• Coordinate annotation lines
◇ ◇ ◇

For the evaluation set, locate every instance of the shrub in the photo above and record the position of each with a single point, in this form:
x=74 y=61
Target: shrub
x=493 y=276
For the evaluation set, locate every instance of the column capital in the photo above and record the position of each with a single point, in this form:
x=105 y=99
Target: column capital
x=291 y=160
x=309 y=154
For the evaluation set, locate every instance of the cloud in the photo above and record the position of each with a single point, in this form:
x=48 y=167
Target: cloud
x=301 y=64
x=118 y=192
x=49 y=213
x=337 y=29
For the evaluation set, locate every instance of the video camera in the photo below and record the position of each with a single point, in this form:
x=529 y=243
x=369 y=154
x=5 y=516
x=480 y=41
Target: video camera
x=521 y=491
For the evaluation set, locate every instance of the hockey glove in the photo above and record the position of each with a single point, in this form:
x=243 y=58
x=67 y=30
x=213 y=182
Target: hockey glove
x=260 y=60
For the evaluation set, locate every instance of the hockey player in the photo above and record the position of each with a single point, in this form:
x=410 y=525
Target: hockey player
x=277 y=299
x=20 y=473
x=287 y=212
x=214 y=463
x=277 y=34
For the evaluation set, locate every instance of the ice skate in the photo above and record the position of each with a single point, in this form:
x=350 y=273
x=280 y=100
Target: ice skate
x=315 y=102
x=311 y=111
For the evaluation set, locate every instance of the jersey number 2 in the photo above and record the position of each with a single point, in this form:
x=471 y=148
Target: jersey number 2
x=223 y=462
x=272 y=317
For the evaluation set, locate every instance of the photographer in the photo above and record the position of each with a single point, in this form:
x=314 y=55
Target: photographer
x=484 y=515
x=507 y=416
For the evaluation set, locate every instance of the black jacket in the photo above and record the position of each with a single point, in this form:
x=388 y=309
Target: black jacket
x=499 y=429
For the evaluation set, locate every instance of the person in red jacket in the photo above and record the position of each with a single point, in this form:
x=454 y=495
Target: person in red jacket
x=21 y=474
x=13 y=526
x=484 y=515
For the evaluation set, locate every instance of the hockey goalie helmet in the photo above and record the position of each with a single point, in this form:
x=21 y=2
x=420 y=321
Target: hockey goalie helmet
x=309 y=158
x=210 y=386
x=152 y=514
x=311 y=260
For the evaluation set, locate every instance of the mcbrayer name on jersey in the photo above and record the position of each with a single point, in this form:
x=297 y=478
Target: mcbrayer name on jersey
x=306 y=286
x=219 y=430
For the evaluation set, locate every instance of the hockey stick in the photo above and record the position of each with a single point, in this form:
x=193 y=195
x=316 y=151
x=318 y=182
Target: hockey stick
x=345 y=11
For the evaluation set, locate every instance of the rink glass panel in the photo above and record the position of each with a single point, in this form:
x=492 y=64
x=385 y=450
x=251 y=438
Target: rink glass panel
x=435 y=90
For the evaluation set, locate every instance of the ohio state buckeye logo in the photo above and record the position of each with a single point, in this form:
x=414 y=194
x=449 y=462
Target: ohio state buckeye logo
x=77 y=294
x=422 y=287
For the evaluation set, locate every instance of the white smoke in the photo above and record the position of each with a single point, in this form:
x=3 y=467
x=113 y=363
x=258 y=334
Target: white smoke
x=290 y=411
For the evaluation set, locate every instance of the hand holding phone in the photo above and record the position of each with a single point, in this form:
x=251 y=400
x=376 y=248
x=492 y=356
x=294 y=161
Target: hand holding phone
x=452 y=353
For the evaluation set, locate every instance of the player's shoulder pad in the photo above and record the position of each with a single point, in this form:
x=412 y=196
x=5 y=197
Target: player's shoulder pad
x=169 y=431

◇ ◇ ◇

• WHAT TO DO
Reproduce every one of the lines above word for word, without changing anything.

• WORKED SOLUTION
For the evaluation set, locate every instance of the shrub in the photo above and record the position of each with a single point, in this form:
x=74 y=61
Target: shrub
x=493 y=276
For the evaluation set, locate every instance of the column capital in the photo above and record the position of each with a single point, in this form:
x=105 y=99
Target: column capital
x=291 y=160
x=309 y=154
For the evaluation set, locate every instance of the cloud in the photo above and record the position of each with a single point, in this form:
x=48 y=167
Target: cloud
x=301 y=64
x=118 y=192
x=49 y=213
x=337 y=29
For the evaluation set, locate every instance of the video camera in the photo below and record the position of each with a single point, in this form:
x=529 y=243
x=369 y=154
x=5 y=516
x=480 y=41
Target: video camera
x=521 y=491
For the evaluation set, locate every instance of the hockey glove in the photo above and record the position of each with a single point, in this form:
x=243 y=58
x=67 y=30
x=213 y=182
Target: hockey glove
x=260 y=60
For the evaluation set, locate every instance of the hockey player in the photo above and record the position of each with a single point, in this form:
x=410 y=525
Target: hockey player
x=277 y=299
x=20 y=473
x=287 y=212
x=214 y=463
x=277 y=34
For the evaluation set, locate every instance of the ice skate in the photo above and record the position of each with a single point, in this form:
x=350 y=273
x=280 y=100
Target: ice skate
x=315 y=102
x=311 y=111
For the evaluation set, locate every instance of the jersey number 2 in the photo above and record the position of each with a single point, in this form:
x=471 y=148
Target: jersey number 2
x=223 y=462
x=272 y=317
For the evaluation set, locate every instance of the photographer in the photo above and record the position of each with a single point, in this form:
x=314 y=55
Target: photographer
x=484 y=515
x=507 y=416
For the evaluation set, locate every instance of the black jacket in the photo above and record the position of each with a single point, in this form:
x=388 y=309
Target: black jacket
x=499 y=429
For the evaluation set, locate every instance of the person in red jacket in the photo above and record the position of each with a single point, in this form:
x=454 y=495
Target: person in red jacket
x=21 y=474
x=13 y=526
x=484 y=515
For the evaluation set, locate every instance of the hockey goalie helmet in the photo above and record the position of each with a single point, in this form:
x=21 y=2
x=420 y=321
Target: hockey goalie helmet
x=309 y=158
x=210 y=386
x=152 y=514
x=311 y=260
For the evaluation set, locate every instance of the mcbrayer name on jersey in the photo above and record the position of each with a single point, in this form:
x=297 y=478
Target: mcbrayer name on jersey
x=306 y=286
x=219 y=430
For the evaluation set, locate every instance of the hockey stick in the photo above and record the position of each with a single point, in this form:
x=193 y=195
x=316 y=151
x=318 y=182
Target: hockey stick
x=345 y=11
For the evaluation set, locate every instance of the rink glass panel in the photo above and record the position of each with a single point, in this form:
x=492 y=64
x=385 y=450
x=251 y=438
Target: rink glass panel
x=435 y=90
For the evaluation set, locate every instance of the ohio state buckeye logo in the photo above and record the position of each with a single point, in this form:
x=414 y=194
x=449 y=462
Target: ohio state buckeye logo
x=77 y=294
x=422 y=287
For the evaluation set, locate every instance of the white smoke in the photo above and record the position of each with a single point, in this form:
x=3 y=467
x=113 y=363
x=258 y=334
Target: white smoke
x=290 y=411
For the evaluation set, locate every instance of the hand holding phone in the photo above and record the position of each with a single point, in this form:
x=251 y=400
x=376 y=248
x=492 y=356
x=294 y=161
Target: hand holding phone
x=452 y=353
For the evaluation set, locate every instance of the player's shoulder pad in the photo above and record the position of each with a single point, in this form:
x=412 y=196
x=5 y=197
Target: player's shoulder pad
x=169 y=431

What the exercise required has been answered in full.